▼▼▼
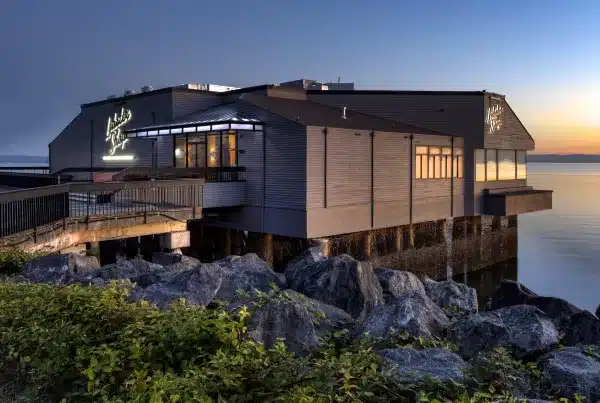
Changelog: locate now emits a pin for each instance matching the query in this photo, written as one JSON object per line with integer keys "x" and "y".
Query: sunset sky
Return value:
{"x": 544, "y": 55}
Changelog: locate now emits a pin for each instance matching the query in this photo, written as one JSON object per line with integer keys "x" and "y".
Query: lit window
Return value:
{"x": 491, "y": 165}
{"x": 506, "y": 164}
{"x": 480, "y": 165}
{"x": 521, "y": 164}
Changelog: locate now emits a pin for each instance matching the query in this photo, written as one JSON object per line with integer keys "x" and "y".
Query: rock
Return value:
{"x": 571, "y": 371}
{"x": 197, "y": 286}
{"x": 416, "y": 315}
{"x": 139, "y": 271}
{"x": 524, "y": 328}
{"x": 339, "y": 281}
{"x": 227, "y": 280}
{"x": 581, "y": 328}
{"x": 397, "y": 283}
{"x": 169, "y": 258}
{"x": 452, "y": 296}
{"x": 513, "y": 293}
{"x": 59, "y": 269}
{"x": 295, "y": 271}
{"x": 410, "y": 365}
{"x": 298, "y": 320}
▲▲▲
## [Brief]
Give back the whole listing as it stands, minus its pictures.

## [Your solution]
Changelog: locate now emits a pin for each instance matching the query in this photo, written as one JSON object per line with integer keys "x" and "y".
Query: sunset sky
Return value:
{"x": 544, "y": 55}
Changelog: locate now emits a pin for each instance matching the query in this photo, written as one JSON object per line with integer keys "x" and "y".
Query: lit window
Return value:
{"x": 491, "y": 165}
{"x": 506, "y": 164}
{"x": 480, "y": 165}
{"x": 521, "y": 164}
Changelog: locate now emits a pin for each instance matching the query in this photo, written as one JSON object per line with integer keys "x" and "y".
Query: rock
Return value:
{"x": 571, "y": 371}
{"x": 197, "y": 286}
{"x": 416, "y": 315}
{"x": 139, "y": 271}
{"x": 524, "y": 328}
{"x": 339, "y": 281}
{"x": 227, "y": 280}
{"x": 581, "y": 328}
{"x": 397, "y": 283}
{"x": 169, "y": 258}
{"x": 452, "y": 296}
{"x": 513, "y": 293}
{"x": 59, "y": 269}
{"x": 295, "y": 271}
{"x": 410, "y": 365}
{"x": 298, "y": 320}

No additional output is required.